* **Excerpt**

Multi-Node Cluster Setup Guide¶

Step-by-step guide for setting up a 2-3 node Harombe cluster.

Overview¶

Harombe clusters route queries to different nodes based on task complexity. Simple questions go to fast/lightweight nodes, while complex analysis tasks go to powerful nodes with larger models.

Prerequisites¶

On each machine:

Python 3.11+
Ollama installed and running
Network connectivity between all machines (port 8000 by default)

Architecture¶

┌─────────────────────────────────┐
│  Coordinator (your laptop)      │
│  - Runs harombe chat            │
│  - Routes queries to nodes      │
│  - Handles failover             │
└───────┬──────────┬──────────────┘
        │          │
        ▼          ▼
┌──────────┐  ┌──────────┐
│  Node A  │  │  Node B  │
│  Tier 0  │  │  Tier 2  │
│  3b model│  │  72b model│
└──────────┘  └──────────┘

Step 1: Set Up Worker Nodes¶

Repeat on each machine that will serve as a worker node.

[Object position labeling entries]

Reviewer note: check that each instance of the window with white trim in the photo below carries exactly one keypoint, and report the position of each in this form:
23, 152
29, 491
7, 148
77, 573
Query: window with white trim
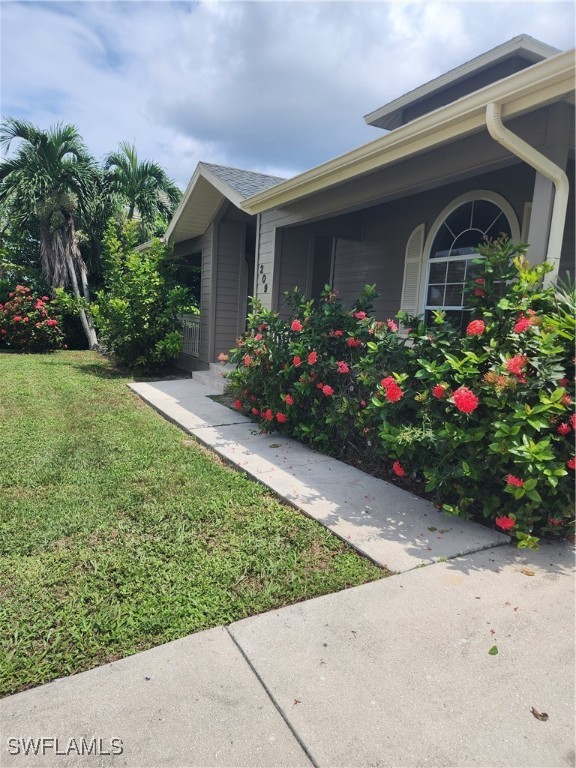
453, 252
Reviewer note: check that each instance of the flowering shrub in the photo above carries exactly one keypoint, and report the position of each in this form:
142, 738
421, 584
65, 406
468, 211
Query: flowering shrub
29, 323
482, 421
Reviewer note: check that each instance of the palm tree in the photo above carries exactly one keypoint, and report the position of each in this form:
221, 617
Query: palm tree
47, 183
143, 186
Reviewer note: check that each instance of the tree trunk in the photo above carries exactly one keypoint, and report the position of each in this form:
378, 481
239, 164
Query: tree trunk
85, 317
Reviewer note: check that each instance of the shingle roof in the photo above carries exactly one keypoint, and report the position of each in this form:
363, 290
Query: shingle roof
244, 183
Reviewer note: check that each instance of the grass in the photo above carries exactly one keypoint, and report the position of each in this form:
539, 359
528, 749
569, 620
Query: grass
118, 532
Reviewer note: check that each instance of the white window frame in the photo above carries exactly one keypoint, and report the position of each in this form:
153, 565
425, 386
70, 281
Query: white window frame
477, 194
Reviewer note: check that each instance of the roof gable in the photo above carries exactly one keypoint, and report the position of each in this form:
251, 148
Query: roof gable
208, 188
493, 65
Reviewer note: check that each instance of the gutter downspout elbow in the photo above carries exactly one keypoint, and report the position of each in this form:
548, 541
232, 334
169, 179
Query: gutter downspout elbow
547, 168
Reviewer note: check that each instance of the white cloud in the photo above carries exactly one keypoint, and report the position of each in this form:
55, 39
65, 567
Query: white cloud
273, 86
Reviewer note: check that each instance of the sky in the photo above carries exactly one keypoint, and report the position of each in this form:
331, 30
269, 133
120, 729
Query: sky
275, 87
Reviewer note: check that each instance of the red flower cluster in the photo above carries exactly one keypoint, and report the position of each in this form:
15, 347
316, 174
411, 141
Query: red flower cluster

* **Task instructions**
Translate this sentence from the cluster setup guide into Spanish: "Harombe clusters route queries to different nodes based on task complexity."

* **Written answer**
Los clústeres de Harombe dirigen las consultas a distintos nodos según la complejidad de la tarea.